§ THE PROBLEM:
Set down exactly the lines from the one containing "Target: net bag of garlic" through the end of the records below, both included, and nothing else.

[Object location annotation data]
========
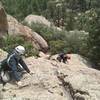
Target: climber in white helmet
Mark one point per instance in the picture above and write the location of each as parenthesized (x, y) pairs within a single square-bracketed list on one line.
[(13, 62)]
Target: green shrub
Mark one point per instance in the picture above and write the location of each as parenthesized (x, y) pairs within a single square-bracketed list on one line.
[(8, 43)]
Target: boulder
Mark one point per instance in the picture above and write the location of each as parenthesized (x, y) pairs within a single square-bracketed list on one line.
[(3, 21), (37, 19), (16, 28)]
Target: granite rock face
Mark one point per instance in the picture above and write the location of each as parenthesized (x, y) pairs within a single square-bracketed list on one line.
[(52, 80)]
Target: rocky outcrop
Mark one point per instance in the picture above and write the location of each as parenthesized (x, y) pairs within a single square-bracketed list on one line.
[(3, 21), (52, 80), (16, 28), (40, 20), (37, 19)]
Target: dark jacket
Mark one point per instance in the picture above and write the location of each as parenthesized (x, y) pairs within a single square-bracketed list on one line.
[(11, 63)]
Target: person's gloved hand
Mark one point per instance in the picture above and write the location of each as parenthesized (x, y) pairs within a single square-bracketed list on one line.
[(19, 83), (31, 73)]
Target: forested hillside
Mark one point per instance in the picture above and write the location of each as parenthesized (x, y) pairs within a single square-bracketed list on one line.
[(72, 16)]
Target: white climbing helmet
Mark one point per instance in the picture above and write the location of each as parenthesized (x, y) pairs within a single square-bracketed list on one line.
[(20, 50)]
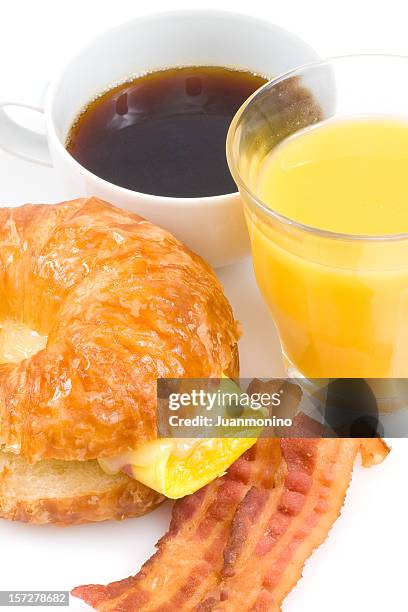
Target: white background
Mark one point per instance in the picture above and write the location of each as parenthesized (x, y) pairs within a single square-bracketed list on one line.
[(363, 565)]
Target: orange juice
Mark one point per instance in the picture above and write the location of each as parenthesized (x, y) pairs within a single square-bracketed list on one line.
[(339, 296)]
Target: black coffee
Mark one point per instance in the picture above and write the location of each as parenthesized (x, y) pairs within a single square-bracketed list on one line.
[(164, 133)]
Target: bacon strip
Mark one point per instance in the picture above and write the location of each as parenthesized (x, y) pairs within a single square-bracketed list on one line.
[(292, 520), (275, 505), (189, 558)]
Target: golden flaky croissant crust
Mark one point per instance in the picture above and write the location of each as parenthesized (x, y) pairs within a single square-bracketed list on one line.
[(122, 303)]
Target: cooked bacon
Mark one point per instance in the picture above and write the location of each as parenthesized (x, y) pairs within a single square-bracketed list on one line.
[(241, 542), (289, 522), (189, 558)]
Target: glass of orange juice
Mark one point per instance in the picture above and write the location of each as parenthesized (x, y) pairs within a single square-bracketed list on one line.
[(320, 156)]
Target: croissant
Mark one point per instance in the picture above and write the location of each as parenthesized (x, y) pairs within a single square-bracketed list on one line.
[(109, 303)]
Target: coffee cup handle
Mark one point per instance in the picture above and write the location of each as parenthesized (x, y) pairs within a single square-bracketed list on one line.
[(21, 141)]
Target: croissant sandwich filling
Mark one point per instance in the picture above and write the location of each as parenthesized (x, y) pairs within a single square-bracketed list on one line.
[(19, 342)]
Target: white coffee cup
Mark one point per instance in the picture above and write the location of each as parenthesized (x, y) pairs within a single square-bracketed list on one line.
[(214, 227)]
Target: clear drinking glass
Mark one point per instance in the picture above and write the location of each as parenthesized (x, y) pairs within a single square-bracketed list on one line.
[(340, 302)]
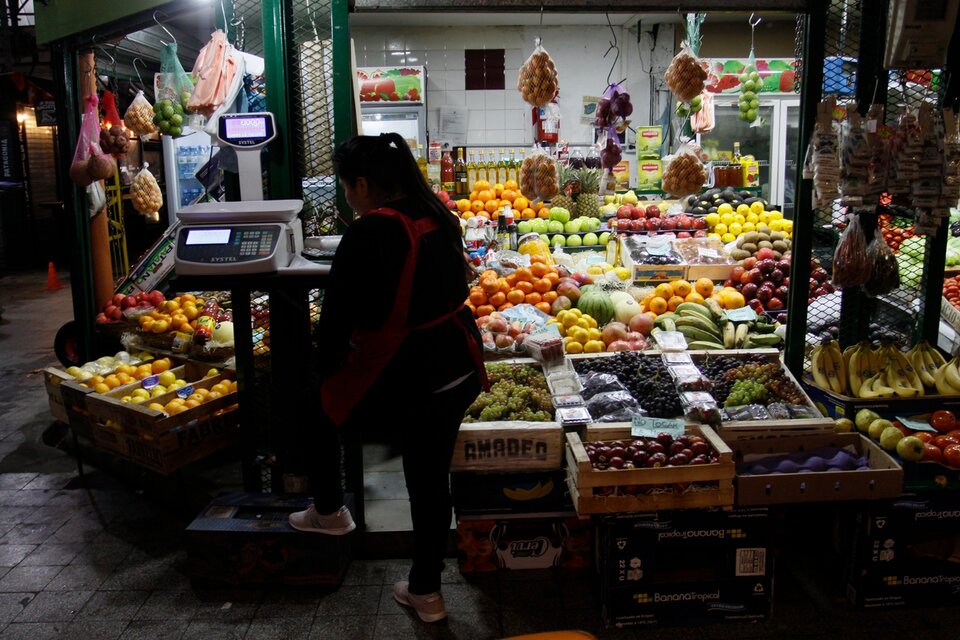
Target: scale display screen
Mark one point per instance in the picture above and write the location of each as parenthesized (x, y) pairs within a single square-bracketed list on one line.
[(208, 236)]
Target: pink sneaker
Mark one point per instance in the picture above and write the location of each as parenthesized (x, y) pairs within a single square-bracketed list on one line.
[(338, 523), (429, 607)]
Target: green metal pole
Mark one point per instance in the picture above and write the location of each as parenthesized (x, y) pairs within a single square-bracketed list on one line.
[(81, 268), (811, 89), (276, 61), (343, 124)]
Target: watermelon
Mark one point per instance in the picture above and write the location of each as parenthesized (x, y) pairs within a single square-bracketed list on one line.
[(595, 302)]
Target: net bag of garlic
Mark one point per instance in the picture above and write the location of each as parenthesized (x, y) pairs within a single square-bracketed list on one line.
[(539, 176), (139, 116), (686, 77), (684, 173), (145, 194), (538, 82)]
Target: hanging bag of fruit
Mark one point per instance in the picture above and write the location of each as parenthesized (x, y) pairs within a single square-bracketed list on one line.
[(113, 138), (139, 116), (89, 162), (173, 93)]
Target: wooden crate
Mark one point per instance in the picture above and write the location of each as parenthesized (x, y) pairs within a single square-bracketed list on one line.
[(139, 419), (508, 446), (582, 479), (883, 480)]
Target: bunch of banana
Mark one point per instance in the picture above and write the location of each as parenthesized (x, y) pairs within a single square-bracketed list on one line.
[(829, 367), (947, 378), (926, 360)]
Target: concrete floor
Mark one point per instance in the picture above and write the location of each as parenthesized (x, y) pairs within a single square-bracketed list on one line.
[(104, 557)]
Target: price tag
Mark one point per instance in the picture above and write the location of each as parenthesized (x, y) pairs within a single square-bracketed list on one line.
[(743, 314), (646, 427), (917, 423)]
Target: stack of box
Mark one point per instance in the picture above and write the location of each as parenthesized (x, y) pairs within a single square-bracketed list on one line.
[(906, 552), (685, 567)]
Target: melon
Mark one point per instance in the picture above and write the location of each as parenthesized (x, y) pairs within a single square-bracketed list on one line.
[(595, 302)]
========
§ EXPECTED ANSWER:
Target: net bag of garlic
Mark one point per instance in the picture above and write the location of each as parenthesized (x, y) pairs within a single square-bracketed list on one line.
[(539, 176), (139, 116), (686, 77), (684, 173), (145, 194), (538, 82)]
Target: hanging bag of fruit
Mark one point per instance in the picture above and write the location of each as parenthesized (x, y) pairs within a single square-bracketed list on one line.
[(113, 138), (139, 116), (89, 162), (173, 93)]
Target: wooden crate
Mark one point per instance in the picture above and write the location of each as parenthesized (x, y) pairs within a single square-bracketed list on one line.
[(139, 419), (508, 446), (582, 479), (883, 480)]
Target: bunch of banana
Mark one point per instance in the picture above and write the location of each as parenthesized (x, y) pairs within a single square-bracketed list on one line.
[(829, 367), (947, 378), (926, 360)]
Target: concrete floor
Mark one point per instance in the picture above and write the location of each as parenthesized (x, y) pairs within a single square-bracketed list on one line.
[(104, 557)]
Target: price tag
Mark one point per instance in the picture above and write the location of each as parenthesized (x, y) pairs within a single square-bracketed list on one line.
[(743, 314), (646, 427), (917, 423)]
Target: stack of box
Mark one point per instance in the picture above and write the location of each as parenthesized (x, y) pairs within a single square-bracketed list on one line.
[(906, 552), (685, 567)]
Target: melon
Mark one point per instance in the picture above and write the location of each as parenthesized (x, y) pairs within a single square-bracketed list on one line.
[(595, 302)]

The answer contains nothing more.